| Tasks to complete |
1: Please condense the paragraph beginning "Southern Rhone Valley, France" in the wine note below into a bulleted list that keeps its main facts.
2: Carry on the tasting note on the 1978 Vieux Telegraphe from the point where it ends.

| Excerpt provided |
1978  Domaine Vieux Telegraphe Chateauneuf-du-Pape   18 ½  ()
Southern Rhone Valley,  France:  14%;  $ –    [ cork 49mm;  Gr 70%,  Sy 15,  Mv 10,  Ci 5;  big old wood only,  then,  for c.22 months.  This is a rare (and sole) bottle:  John Livingstone-Learmonth,  the latterday authority on the Rhone Valley,  records that in 1978 the Bruniers made 225,000 litres of the grand vin,  but bottled only 7,500 for their own label.  The rest was sold in bulk to Jaboulet,  Chapoutier,  and other negociants.  This bottle bought at Kermit Lynch's (San Francisco) in 1981.  He pioneered Vieux Telegraphe in America,  and remains a,  perhaps the,  pre-eminent importer of French wine there.  Because the domaine bottling is so rare,  it is not even scheduled currently by wine-searcher.com,  hard though that is to believe.  The last lot I can find sold at auction for £175.  
Livingstone-Learmonth last tasted this wine in 2012,  at the vineyard with the Bruniers,  when he rated it 6-stars,  a rating he rarely gives.  His notes (in his distinctive / eclectic style) mention:  
The bouquet now is enormously wide, with a deep, lingering black fruit presence. Quelle jeunesse … This is extraordinary, Grand Vin … a complete meal in its own right;  he also records Daniel Brunier saying:  “it is a vintage of Anthology – nothing was done; no destemming, only a light crush, fermented in a closed foudre … so no intervention here, just the heart of the maker, made in innocence".
Parker is of the view that the 1978 is the last of the great Vieux Telegraphes – he bought four cases of it: in one review he refers to it as:  
The colossal 1978 remains the reference point wine for Vieux Telegraphe, although the 1998 may challenge it;  in 2003 his FIFTH note on it maintains a score of 94 and says:  One of the great classics of Chateauneuf du Pape is the 1978 made by Henri Brunier. This wine, which has given me immense pleasure, offers a sensational smorgasbord of aromas, including compost, pepper, black fruits, smoked meats, Vaucluse truffles, licorice, and incense. The aromatics easily merit a perfect 100-point score. In the mouth, this huge wine is massive, thick, and unctuous, with the concentration of a dry vintage port. An amazing effort, it remains the quintessential classic Vieux-Telegraphe, that perhaps only the 1998 will come close to rivaling. The 1978 has been fully mature for over a decade, but the color remains a dark plum/purple with little signs of evolution. Drink it over the next decade. An amazing wine!

| Given material |
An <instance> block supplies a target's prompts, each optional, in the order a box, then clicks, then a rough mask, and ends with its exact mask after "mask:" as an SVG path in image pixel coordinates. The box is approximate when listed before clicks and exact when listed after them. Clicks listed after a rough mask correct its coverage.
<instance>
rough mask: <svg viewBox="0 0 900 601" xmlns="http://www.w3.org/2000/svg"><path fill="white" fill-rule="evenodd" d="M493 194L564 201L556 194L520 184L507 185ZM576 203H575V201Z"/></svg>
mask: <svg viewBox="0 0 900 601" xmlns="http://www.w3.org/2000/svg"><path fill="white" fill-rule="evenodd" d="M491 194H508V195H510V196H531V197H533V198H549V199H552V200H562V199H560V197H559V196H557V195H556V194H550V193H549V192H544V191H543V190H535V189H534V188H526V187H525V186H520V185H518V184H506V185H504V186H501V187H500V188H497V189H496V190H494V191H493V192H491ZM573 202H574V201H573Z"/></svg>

| Answers for each item |
1:
- Origin and strength: Southern Rhone Valley, France; 14% alcohol.
- Cork and blend: 49mm cork; Gr 70%, Sy 15%, Mv 10%, Ci 5%.
- Aging: only in big old wood, for about 22 months.
- Rarity: according to John Livingstone-Learmonth, the Bruniers made 225,000 litres of the grand vin in 1978 but bottled only 7,500 under their own label. The rest went in bulk to Jaboulet, Chapoutier and other negociants.
- Purchase: the bottle was bought at Kermit Lynch's in San Francisco in 1981. Lynch pioneered Vieux Telegraphe in America and remains a pre-eminent importer of French wine there.
- Market: the domaine bottling is too rare to be currently listed on wine-searcher.com. The last auction lot found sold for £175.

2:
Jancis Robinson rated it 19 in 2009,  saying:  
This was a stunning bottle. Very very dark crimson. Sleek and polished and sweet and spicy. Wonderfully flattering texture and fully evolved enveloping bouquet. Just gorgeous. Very long. Great wine that survived in an open decanter for 24 hours (until I finished it).  In all her years tasting,  she has rated only four Chateauneufs higher,  and two of them are Beaucastel's Homage a Jacques Perrin,  which is more a $500 bottle (current).  So with luck,  cork willing,  this should be a benchmark experience;  www.brunier.fr ]
Good near-velvety ruby,  some garnet,  well above midway.  Bouquet is simply astonishing,  being youthful (along with one other) in the company of mostly much more mellow and fragrant wines.  The depth of grenache-based but deeply aromatic (mourvedre ?) berry and fruit is astonishing.  It does not have the beautiful burgundian quality of bouquet Les Cedres shows,  the fruit being altogether more,  dare I say it,  primary.  In mouth the wine is darkly and freshly plummy,  more tannic than the bouquet would suggest (the mourvedre again),  with a perfume reminding of pink pine (manool – bespeaking the grenache) emerging.  As Harry Waugh used to say,  it has tannin to lose (and aplenty) before it becomes as beautiful as Les Cedres,  but it is mightily impressive.  One first place.  Cellar 5 – 15 years.  GK 04/14

1978  Ch Pichon Longueville Comtesse de Lalande   18 +  ()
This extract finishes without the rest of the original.